### STATED GOAL
How many lines of the records below contain the string "polo"? Reply with the number alone.

== EXERCISE MATERIALS ==

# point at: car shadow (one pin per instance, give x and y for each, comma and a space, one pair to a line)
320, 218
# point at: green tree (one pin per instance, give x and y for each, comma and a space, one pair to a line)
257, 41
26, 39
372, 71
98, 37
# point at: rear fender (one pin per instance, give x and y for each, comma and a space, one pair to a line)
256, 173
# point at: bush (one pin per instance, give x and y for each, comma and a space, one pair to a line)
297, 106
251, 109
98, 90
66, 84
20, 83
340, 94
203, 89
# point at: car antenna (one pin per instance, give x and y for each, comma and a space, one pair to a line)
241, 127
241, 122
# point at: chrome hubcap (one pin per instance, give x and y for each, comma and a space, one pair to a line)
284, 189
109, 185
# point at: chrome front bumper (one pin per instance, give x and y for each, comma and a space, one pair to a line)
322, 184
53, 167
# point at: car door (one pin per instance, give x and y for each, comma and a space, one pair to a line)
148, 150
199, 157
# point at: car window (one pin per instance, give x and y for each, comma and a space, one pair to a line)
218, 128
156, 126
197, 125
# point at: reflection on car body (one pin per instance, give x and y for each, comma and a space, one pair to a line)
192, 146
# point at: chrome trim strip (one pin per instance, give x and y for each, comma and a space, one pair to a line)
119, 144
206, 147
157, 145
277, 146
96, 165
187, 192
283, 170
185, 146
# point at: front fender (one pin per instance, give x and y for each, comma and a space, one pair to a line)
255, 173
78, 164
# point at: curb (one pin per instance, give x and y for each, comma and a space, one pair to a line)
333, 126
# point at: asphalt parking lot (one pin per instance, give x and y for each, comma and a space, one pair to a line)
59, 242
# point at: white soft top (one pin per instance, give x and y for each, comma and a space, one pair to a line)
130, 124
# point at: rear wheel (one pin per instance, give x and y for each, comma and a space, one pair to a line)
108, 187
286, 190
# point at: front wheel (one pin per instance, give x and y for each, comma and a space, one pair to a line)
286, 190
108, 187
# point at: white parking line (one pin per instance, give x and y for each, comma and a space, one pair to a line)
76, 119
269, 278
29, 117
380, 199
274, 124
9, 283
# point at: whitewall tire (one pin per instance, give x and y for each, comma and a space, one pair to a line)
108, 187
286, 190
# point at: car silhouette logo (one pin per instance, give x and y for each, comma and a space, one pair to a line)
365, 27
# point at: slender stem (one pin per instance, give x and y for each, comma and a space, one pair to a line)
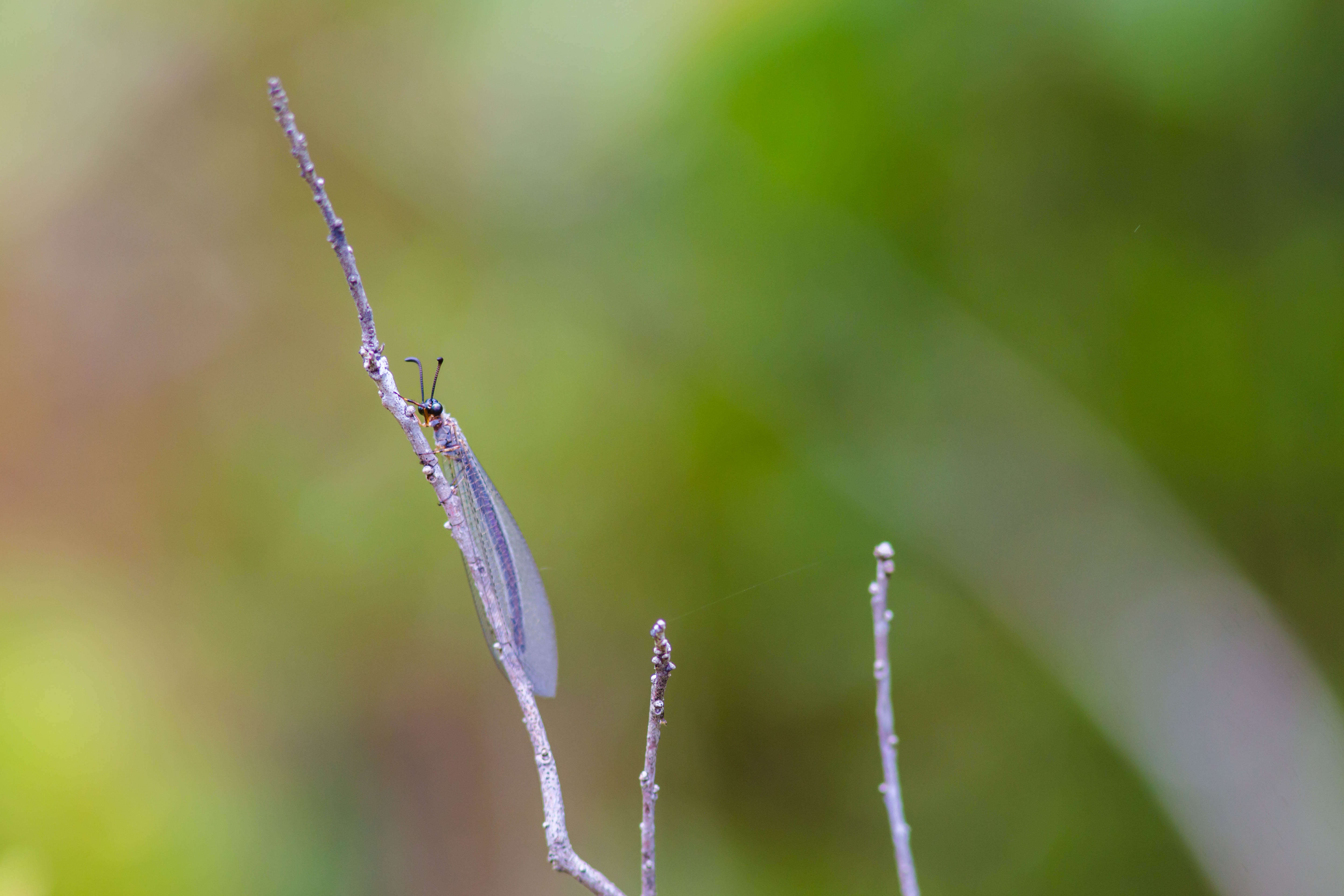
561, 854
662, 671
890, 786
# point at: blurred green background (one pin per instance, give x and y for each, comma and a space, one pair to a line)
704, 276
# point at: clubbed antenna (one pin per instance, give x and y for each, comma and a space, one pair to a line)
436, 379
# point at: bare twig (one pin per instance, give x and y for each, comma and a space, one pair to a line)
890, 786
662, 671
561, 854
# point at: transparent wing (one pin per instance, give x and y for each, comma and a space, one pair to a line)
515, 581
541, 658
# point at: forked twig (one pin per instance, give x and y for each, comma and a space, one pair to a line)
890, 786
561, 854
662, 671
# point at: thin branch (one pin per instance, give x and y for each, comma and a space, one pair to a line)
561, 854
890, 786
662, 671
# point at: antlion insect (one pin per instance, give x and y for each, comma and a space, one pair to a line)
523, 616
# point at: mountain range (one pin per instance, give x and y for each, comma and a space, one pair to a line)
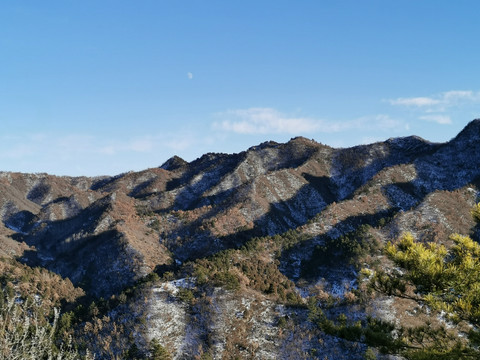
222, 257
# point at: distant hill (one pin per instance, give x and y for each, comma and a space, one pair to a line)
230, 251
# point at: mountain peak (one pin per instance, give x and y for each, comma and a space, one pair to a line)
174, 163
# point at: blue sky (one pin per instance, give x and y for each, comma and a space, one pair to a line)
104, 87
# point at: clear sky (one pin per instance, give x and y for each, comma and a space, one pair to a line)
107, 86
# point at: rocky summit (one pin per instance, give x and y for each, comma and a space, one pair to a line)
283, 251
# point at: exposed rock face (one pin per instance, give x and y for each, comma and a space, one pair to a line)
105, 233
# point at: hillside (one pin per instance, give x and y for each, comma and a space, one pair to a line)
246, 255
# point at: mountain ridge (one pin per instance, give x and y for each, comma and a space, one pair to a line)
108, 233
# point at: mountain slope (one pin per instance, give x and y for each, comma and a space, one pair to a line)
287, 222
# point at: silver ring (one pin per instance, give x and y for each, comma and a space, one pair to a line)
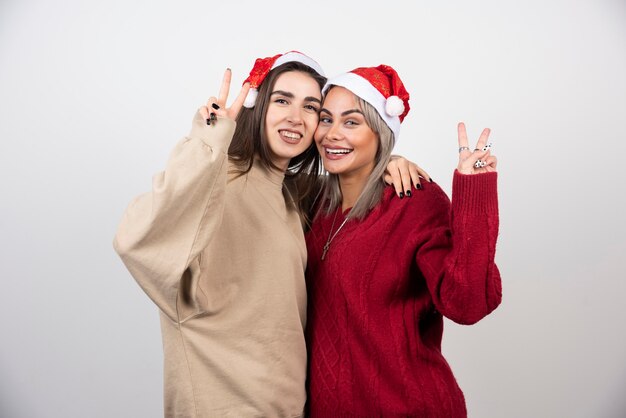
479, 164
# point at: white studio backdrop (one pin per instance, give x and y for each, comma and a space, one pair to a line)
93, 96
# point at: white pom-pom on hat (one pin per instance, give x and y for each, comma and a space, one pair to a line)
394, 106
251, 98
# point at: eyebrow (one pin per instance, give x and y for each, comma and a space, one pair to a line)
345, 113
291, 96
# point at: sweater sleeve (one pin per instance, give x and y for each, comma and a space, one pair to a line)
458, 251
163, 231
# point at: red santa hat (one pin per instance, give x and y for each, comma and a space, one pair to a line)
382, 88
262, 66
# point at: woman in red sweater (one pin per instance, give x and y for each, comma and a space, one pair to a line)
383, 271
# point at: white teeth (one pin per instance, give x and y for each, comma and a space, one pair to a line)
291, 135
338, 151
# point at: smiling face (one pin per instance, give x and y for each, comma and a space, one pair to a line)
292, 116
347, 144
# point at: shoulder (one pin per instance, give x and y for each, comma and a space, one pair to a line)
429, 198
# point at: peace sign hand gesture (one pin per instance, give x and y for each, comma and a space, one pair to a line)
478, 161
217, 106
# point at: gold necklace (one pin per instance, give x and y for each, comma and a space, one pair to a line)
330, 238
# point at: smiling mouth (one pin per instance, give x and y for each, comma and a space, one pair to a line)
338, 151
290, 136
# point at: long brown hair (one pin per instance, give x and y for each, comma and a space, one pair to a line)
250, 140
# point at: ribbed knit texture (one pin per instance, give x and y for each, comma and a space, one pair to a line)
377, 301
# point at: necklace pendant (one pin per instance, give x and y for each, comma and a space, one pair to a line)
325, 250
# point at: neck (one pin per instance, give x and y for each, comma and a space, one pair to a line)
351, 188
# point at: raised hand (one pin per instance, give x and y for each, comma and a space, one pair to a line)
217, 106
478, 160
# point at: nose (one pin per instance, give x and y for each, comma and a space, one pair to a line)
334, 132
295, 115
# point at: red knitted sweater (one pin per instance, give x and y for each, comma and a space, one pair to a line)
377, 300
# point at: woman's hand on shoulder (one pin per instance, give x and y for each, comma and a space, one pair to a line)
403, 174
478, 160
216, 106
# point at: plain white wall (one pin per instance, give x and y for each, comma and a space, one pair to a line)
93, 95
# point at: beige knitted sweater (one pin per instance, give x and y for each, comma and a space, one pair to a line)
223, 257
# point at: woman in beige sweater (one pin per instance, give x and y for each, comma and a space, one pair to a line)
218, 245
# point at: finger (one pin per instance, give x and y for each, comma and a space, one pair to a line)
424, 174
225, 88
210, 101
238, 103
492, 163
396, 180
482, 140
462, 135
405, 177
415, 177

===
== EXERCISE MATERIALS ==

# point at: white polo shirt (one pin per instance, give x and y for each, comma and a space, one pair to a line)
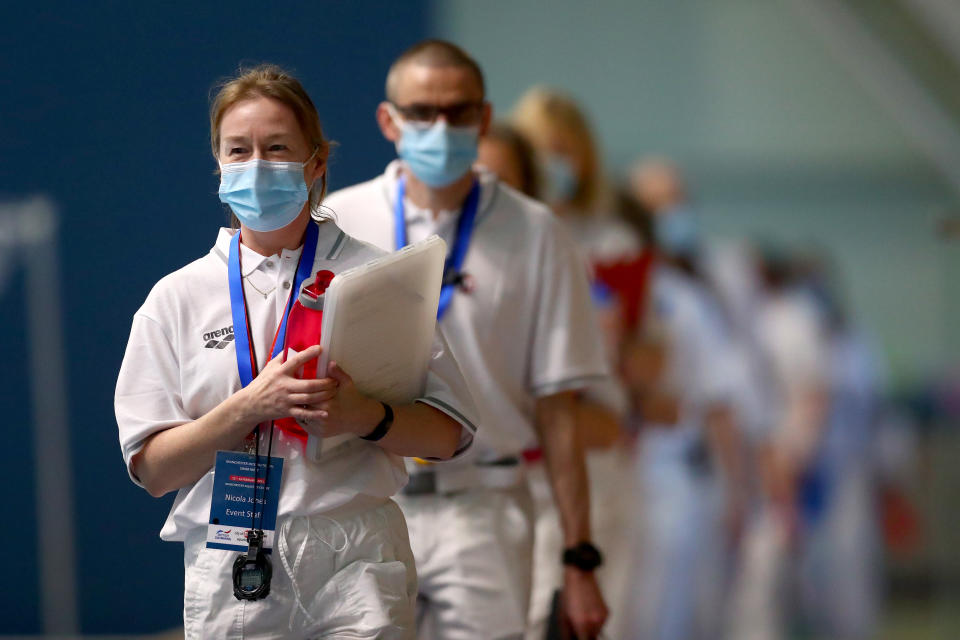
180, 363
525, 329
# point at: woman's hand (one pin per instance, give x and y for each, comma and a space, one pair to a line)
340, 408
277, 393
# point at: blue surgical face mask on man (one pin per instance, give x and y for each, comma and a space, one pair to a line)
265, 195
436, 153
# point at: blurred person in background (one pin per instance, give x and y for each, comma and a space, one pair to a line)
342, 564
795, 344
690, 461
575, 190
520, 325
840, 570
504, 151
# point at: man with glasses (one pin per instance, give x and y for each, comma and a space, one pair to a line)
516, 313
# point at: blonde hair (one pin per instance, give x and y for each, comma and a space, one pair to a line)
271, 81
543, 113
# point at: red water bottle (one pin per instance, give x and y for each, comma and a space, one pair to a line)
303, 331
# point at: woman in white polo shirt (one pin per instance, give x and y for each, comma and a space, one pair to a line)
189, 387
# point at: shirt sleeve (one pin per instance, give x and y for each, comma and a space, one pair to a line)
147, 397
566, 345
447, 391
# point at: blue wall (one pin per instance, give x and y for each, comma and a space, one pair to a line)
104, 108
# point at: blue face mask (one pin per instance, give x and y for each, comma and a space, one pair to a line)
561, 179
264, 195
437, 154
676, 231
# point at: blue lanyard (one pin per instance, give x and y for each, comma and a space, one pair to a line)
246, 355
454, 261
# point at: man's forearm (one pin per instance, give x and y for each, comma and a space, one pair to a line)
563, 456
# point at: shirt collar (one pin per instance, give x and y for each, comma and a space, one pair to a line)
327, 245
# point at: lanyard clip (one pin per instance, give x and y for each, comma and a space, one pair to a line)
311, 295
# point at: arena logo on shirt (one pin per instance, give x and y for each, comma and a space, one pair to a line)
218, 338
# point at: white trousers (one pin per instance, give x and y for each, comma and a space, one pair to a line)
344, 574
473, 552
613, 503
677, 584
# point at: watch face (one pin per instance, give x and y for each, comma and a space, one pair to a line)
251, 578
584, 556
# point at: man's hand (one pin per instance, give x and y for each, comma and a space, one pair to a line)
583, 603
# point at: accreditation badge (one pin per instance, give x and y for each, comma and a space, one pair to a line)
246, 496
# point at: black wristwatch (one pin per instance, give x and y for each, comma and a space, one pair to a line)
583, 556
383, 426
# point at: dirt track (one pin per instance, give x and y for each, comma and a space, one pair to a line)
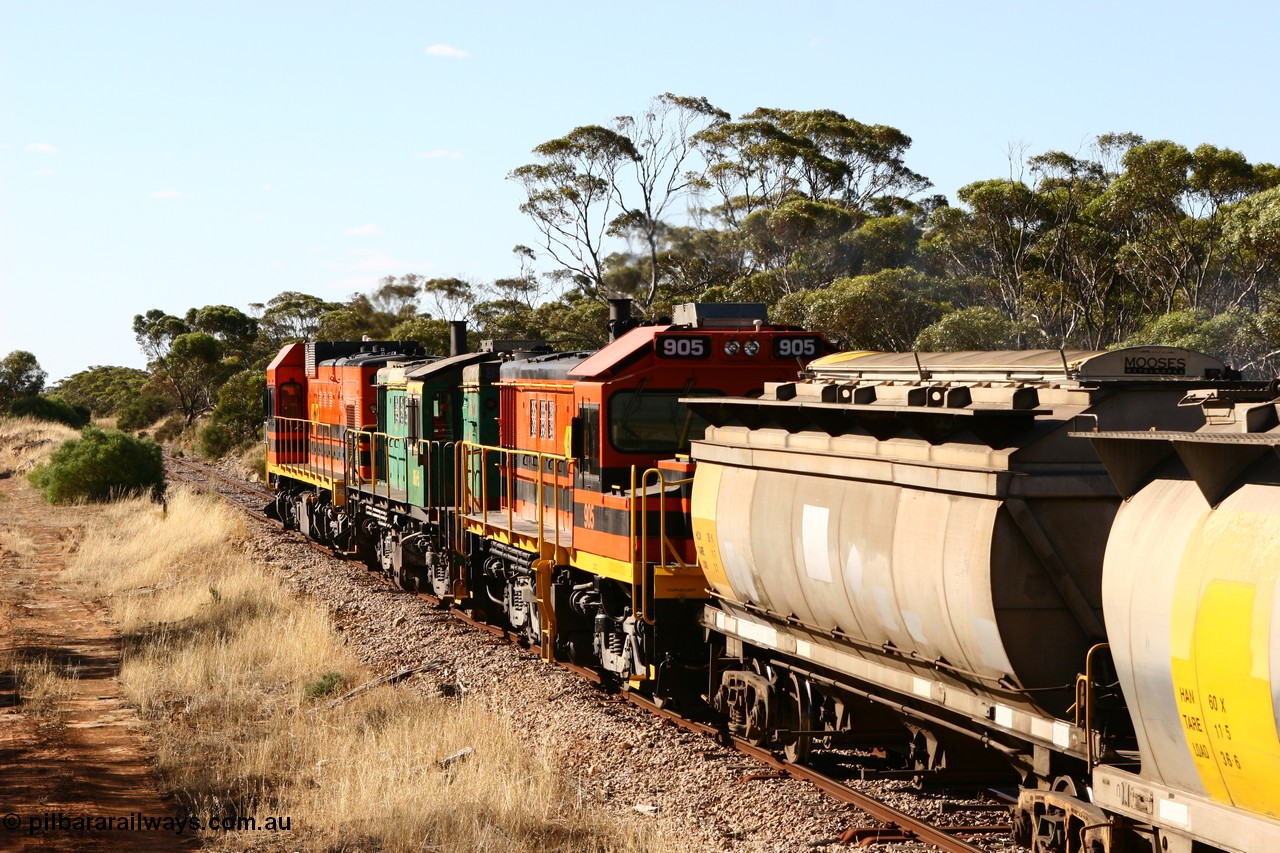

===

### THE RESPONSE
2